WHAT IS ASKED:
Pick out every line in the records below that contains the word "snow", and copy those lines unchanged in their original order.
*** SOURCE DATA ***
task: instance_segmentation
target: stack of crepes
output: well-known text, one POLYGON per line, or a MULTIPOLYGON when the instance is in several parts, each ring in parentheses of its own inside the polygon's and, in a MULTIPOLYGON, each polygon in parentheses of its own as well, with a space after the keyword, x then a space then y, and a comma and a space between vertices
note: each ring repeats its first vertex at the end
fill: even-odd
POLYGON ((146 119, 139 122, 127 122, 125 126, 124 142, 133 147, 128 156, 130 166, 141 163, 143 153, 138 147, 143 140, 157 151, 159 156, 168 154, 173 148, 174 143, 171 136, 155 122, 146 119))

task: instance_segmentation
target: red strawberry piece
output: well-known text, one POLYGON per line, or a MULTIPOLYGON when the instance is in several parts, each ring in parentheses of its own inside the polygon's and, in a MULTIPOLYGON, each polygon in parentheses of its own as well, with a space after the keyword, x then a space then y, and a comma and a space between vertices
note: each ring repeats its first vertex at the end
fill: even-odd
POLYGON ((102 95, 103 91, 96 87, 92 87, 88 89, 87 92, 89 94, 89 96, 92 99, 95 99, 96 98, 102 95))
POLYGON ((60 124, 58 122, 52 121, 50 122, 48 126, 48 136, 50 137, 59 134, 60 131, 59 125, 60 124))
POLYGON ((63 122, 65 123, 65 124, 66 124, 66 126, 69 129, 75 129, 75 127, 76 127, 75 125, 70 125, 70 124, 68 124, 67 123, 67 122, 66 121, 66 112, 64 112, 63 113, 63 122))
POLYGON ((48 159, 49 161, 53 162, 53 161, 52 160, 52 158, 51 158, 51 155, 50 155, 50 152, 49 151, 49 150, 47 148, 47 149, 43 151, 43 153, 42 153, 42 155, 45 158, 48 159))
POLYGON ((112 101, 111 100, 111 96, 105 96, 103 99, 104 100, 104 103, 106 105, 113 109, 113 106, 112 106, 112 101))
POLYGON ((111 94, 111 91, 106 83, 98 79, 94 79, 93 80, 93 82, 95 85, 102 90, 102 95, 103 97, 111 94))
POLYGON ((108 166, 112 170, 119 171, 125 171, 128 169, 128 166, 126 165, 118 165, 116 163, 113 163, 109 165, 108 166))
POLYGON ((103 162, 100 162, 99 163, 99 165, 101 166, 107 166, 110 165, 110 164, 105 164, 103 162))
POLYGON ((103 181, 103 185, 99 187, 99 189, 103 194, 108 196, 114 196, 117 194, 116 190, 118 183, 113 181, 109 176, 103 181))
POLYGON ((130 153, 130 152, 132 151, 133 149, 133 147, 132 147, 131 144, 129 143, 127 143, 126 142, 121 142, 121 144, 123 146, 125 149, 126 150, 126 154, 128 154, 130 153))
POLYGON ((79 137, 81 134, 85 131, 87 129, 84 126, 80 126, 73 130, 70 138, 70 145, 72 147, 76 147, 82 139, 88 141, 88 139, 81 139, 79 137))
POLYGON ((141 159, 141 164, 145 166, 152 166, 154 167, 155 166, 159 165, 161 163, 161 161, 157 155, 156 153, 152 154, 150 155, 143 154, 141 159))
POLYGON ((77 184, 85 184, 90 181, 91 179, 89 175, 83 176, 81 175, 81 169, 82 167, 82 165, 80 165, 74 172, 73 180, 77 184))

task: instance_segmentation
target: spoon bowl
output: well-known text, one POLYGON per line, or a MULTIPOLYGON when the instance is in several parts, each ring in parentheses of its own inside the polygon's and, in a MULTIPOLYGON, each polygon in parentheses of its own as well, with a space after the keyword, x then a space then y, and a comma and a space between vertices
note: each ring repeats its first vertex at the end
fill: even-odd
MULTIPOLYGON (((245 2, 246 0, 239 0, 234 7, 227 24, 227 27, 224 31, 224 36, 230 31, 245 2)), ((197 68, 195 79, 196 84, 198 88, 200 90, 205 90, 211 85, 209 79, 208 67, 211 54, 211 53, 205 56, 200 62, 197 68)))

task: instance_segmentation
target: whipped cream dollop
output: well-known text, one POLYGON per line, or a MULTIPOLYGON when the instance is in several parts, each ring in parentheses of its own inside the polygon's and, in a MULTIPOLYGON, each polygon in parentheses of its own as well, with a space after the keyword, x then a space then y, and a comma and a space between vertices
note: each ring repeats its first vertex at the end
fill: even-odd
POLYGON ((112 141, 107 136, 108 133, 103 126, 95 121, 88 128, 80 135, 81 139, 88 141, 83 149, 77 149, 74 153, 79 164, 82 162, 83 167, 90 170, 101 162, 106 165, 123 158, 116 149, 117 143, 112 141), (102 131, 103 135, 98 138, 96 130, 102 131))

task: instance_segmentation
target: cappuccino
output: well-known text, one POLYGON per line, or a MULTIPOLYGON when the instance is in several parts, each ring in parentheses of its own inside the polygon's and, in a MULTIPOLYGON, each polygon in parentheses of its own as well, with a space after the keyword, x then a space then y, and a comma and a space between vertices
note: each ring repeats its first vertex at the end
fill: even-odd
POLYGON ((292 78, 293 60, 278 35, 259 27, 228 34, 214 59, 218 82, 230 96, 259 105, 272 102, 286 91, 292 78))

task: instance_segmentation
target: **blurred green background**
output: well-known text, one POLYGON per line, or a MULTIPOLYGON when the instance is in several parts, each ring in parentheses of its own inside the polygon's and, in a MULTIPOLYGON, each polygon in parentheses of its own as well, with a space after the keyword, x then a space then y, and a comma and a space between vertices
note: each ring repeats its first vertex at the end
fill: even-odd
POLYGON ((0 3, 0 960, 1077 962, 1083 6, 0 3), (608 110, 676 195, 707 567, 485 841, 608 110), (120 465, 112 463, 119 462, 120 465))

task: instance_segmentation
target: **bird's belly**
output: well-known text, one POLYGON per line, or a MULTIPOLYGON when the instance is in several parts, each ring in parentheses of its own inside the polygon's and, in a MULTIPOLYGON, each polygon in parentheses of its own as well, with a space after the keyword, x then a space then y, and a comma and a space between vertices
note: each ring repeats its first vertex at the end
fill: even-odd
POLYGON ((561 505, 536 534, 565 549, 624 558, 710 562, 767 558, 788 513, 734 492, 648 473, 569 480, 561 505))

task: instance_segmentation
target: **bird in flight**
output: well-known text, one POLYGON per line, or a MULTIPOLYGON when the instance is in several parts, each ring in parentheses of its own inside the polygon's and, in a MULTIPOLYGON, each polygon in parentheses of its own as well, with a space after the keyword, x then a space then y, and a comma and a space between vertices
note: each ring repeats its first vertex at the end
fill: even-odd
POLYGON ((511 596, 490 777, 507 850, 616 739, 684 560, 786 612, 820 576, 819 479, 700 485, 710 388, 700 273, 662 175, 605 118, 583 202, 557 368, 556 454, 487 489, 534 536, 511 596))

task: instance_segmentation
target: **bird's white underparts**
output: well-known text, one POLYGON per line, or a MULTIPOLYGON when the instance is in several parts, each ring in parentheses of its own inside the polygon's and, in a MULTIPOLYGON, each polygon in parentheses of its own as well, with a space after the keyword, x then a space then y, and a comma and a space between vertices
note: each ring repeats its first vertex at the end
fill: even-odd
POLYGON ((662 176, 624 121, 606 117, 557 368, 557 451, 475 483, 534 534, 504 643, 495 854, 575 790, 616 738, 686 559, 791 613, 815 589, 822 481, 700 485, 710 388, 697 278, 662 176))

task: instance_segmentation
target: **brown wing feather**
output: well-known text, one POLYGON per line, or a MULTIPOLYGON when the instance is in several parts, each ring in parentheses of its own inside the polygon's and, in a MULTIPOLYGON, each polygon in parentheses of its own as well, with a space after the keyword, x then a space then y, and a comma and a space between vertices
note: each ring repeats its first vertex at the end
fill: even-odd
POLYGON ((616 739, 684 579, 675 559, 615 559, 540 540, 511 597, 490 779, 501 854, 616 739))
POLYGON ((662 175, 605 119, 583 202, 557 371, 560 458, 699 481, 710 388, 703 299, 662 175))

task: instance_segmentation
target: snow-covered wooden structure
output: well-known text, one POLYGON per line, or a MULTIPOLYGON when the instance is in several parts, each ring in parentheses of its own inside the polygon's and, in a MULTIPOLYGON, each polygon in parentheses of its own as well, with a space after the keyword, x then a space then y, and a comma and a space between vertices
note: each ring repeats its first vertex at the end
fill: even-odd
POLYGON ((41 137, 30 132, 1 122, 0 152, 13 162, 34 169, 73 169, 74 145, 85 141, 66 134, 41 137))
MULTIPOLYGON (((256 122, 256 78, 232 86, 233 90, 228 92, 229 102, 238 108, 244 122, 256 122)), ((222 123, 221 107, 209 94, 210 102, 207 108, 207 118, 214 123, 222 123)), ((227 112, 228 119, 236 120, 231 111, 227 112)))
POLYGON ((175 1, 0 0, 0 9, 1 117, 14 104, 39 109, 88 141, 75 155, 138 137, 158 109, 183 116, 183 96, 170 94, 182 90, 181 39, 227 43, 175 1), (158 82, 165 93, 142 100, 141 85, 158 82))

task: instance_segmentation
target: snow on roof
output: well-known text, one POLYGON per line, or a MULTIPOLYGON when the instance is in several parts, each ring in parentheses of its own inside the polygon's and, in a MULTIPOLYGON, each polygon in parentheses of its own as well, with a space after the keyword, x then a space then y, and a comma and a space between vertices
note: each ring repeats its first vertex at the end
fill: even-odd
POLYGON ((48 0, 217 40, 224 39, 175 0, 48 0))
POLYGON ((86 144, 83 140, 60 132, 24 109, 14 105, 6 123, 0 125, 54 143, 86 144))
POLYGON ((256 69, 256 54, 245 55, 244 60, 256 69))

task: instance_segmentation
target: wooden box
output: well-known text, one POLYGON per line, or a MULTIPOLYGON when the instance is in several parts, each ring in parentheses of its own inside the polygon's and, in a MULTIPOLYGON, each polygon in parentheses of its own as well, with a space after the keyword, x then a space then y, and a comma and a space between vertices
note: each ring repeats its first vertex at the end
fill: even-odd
***
ANSWER TO THE EXERCISE:
target: snow-covered wooden structure
target: snow on roof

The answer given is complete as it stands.